EXERCISE PROMPT – Extract all lines that hold "hillside" from the records below.

(Stored data)
◇ ◇ ◇ ◇
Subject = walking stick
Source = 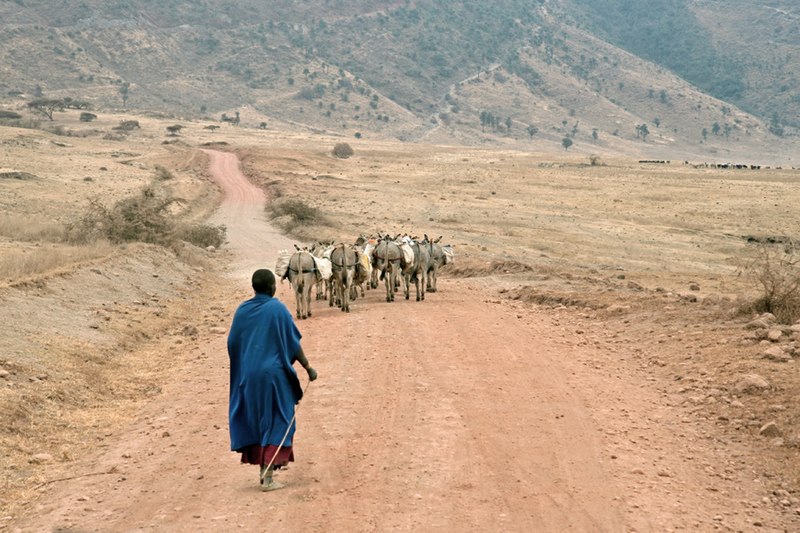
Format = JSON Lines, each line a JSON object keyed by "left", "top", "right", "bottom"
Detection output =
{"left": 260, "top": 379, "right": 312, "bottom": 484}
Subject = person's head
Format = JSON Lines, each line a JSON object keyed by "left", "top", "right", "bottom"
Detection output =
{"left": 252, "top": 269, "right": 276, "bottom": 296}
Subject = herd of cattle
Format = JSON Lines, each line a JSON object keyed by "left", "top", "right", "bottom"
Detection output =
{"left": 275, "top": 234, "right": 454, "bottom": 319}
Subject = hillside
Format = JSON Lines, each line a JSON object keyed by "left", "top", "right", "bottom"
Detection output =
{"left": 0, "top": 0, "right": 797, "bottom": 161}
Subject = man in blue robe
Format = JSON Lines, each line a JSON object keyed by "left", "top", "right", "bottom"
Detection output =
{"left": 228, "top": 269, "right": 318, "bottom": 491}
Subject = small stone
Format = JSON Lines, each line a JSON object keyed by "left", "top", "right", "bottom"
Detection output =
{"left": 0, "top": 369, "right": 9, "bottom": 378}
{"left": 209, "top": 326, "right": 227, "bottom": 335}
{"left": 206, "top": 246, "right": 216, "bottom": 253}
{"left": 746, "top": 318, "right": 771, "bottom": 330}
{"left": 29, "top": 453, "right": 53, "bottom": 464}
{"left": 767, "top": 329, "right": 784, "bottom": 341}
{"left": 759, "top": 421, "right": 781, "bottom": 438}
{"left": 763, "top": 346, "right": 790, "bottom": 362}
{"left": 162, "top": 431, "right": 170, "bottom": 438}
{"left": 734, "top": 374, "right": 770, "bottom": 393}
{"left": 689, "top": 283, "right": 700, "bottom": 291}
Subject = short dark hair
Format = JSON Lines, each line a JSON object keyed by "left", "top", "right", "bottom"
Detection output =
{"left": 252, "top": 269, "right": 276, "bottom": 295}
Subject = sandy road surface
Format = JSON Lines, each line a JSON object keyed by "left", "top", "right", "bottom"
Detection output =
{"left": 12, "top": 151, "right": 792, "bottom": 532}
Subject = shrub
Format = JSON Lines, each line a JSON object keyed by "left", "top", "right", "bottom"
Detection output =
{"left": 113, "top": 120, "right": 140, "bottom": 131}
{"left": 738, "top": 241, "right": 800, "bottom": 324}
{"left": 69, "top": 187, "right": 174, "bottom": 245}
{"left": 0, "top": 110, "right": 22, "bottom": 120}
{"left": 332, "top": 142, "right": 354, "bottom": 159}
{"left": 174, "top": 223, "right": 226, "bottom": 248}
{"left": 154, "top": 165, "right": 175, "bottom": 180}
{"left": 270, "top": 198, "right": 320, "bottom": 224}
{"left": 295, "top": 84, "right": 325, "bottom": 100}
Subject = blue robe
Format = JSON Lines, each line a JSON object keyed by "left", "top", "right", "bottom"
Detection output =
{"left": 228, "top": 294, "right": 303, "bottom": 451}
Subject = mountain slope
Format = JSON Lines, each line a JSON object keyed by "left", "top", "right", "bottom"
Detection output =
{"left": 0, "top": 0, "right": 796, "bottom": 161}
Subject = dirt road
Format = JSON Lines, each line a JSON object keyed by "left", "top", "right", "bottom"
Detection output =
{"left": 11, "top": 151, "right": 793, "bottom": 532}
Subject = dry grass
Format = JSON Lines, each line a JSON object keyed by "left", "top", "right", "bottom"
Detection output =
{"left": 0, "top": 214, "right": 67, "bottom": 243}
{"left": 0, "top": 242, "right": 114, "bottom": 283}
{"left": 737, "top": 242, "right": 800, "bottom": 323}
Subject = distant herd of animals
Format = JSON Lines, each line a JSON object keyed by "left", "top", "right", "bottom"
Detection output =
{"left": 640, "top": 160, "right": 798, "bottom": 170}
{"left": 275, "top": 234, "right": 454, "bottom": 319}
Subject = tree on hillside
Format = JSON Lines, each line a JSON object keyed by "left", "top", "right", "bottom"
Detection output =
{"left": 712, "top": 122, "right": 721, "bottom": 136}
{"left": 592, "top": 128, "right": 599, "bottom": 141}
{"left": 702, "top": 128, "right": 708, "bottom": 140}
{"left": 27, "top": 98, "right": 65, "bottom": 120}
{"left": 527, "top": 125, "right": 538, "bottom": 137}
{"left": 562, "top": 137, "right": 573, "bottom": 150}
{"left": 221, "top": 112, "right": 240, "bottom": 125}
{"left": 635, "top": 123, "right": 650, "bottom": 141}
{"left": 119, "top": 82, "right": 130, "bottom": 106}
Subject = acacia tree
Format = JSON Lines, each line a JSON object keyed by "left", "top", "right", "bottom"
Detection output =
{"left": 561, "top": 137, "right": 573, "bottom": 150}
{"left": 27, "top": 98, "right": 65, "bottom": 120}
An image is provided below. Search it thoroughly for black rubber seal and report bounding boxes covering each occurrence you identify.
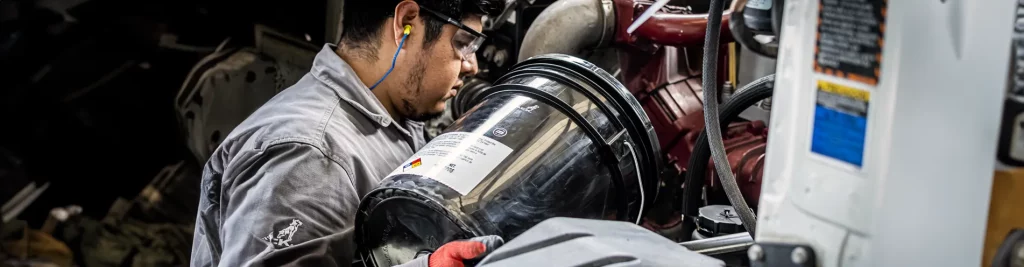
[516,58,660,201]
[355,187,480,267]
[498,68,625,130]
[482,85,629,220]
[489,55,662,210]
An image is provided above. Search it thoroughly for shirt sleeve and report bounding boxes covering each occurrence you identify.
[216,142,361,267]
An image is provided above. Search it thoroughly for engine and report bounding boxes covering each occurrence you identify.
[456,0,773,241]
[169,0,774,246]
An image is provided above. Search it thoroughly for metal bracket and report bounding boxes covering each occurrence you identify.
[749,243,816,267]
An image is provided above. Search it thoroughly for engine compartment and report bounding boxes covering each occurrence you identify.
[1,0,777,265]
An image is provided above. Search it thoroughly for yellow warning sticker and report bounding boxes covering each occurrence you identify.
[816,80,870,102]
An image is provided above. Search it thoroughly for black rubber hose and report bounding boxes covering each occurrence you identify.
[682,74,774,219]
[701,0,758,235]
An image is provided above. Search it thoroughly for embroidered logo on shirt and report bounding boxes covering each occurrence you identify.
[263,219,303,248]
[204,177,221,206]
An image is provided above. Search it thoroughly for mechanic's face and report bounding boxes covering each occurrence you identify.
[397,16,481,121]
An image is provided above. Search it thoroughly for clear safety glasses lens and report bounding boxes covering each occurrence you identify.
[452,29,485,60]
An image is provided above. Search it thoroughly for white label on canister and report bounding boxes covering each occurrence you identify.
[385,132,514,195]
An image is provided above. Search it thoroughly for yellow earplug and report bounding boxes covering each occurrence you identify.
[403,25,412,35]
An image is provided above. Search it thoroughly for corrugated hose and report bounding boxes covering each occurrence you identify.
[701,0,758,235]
◇ ◇ ◇ ◇
ANSWER FOR THE TASK –
Subject = hillside
Subject = tree on hillside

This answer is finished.